- TASK LIST:
1/ Repeat the conversation word for word, from "Last night’s a" to "it was heartbreaking.".
2/ Answer these questions using the conversation:
(a) How many pairs of headphones was Brandi Carlile wearing during the feedback session with the flying V?
(b) Which song did Tish teach Brandi to translate onto piano?
(c) What activity did Brandi's family do last night?
3/ Pick up the conversation after its last sentence and keep it going.

- READING PASSAGE:
* Begin *

For instance, you get to know that you’ve planted seeds in me that will show themselves in the next music I make. Tish will be in the next music I make because I trust you too and need your energy and perspective. You’ve given me a lot. I can’t wait to show you.
Glennon Doyle:
Oh, you’re making music right now?
Brandi Carlile:
I’m getting ready to lean into it and there’s all these little pieces and fragments starting to come together. And what I think because I’m a visualizer when I’m thinking of a lot…
Tish, you’ll recognize this as the sounds I was making on that flying V fender with that amp that we had dialed all the way up to where it was just all it was doing was feeding back and I got out of control and I had three pairs of headphones on, so it didn’t make me deaf, and I was just floating around all the cords and that ambiance that’s behind a lot of cool moments like Long Drive and Sober, I think a lot about that, how I never would’ve made that sound without you, and that feels like it makes its way into the next things that I make.
And the piano, the way that you taught me to translate Damage onto piano is that those really open chords in that space that just leaves nothing but room for brutal honesty. Yeah, that will be coming from Tish. When you hear that, you can credit Tish for that. If it’s good. If it’s not, she’ll tell me, and I won’t release it.
Glennon Doyle:
You do tell each other the truth.
Brandi Carlile:
But I don’t want to gloss over how much that meant to me, the things that you said, Tish, thank you.
Glennon Doyle:
When you picture your relationship with Evangeline and Elijah when they’re 18, what are you planning and hoping for? What will it look like?
Brandi Carlile:
I think we’ve talked about this. You… By the way, also, gee, you show up in my songwriting too. As you know, I just wrote that song based on what you and I talked about backstage.
I don’t know because I’m starting to only now get glimpses of it. I have an oldest daughter that is just so special. In fact, I happen to have a photo of her right here. This is…
Glennon Doyle:
Oh God. Oh my God.
Brandi Carlile:
And a younger daughter that’s so special too. But that younger daughter doesn’t cater to me in the way that my oldest daughter does.
Last night’s a great example. We went clam digging, which is very much my thing. I love fishing and crabbing and shrimping and clam digging, and this child pretends to fish because she wants to do those things with me, and she wants me to think she’s like a mini me, and we have this thing about it. Watching her try to choke down those clam last night was as funny as it was heartbreaking.
But I’m only just starting to see glimpses of who she actually is without me, without being tethered to me. And instead of finding ways to move forward in tandem with Evangeline when she reaches the age that Tish is, I am trying to seek out guidance from people like you guys about how to move forward in support of her even in places I don’t understand.
You guys having to tell me I can’t get out of the car at soccer practice. I wouldn’t know that. I’ve never seen a soccer practice in my life.
Glennon Doyle:
Yeah.
Brandi Carlile:
Yeah. There’s just things like I hope that my relationship with her is authentic, let’s put it that way, and that she doesn’t feel like she still has to choke down razor clams to gain my…
Glennon Doyle:
Oh, God.
Tish Melton:
But I think that takes a while.
It wasn’t until this year when my mom and I’s relationship actually became two separate people having a relationship.

* End *

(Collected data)

* Begin *

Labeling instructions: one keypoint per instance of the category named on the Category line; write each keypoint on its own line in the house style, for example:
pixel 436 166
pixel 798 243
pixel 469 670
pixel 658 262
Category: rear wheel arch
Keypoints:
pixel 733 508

* End *

- RESULTS OF THE TASKS:
1/
Last night’s a great example. We went clam digging, which is very much my thing. I love fishing and crabbing and shrimping and clam digging, and this child pretends to fish because she wants to do those things with me, and she wants me to think she’s like a mini me, and we have this thing about it. Watching her try to choke down those clam last night was as funny as it was heartbreaking.

2/
(a) Three
(b) Damage
(c) Clam digging

3/
Brandi Carlile:
Really?
Glennon Doyle:
We didn’t know we were two separate people.
Brandi Carlile:
Tell me about it.
Glennon Doyle:
Yeah, tell her what happened on the stairs.
Tish Melton:
It literally all-
Brandi Carlile:
Was there a point? Was there a turning point?
Tish Melton:
It literally all came from me arguing over my curfew with her. I didn’t have a curfew for a while because it wasn’t until this year when I really started going out with my friends because we used to be the same person. So I used to stay home every single night and be in bed by 8:00 P.M. and read my book and then fall asleep.
Glennon Doyle:
It was perfect. I had it all under control.
Brandi Carlile:
That sounds exquisite.
Tish Melton:
It was great.
And then this year, we just started disagreeing over stuff and we had never done it before. And it was so weird to-
Glennon Doyle:
It’s so weird.
Tish Melton:
… disagree about stuff.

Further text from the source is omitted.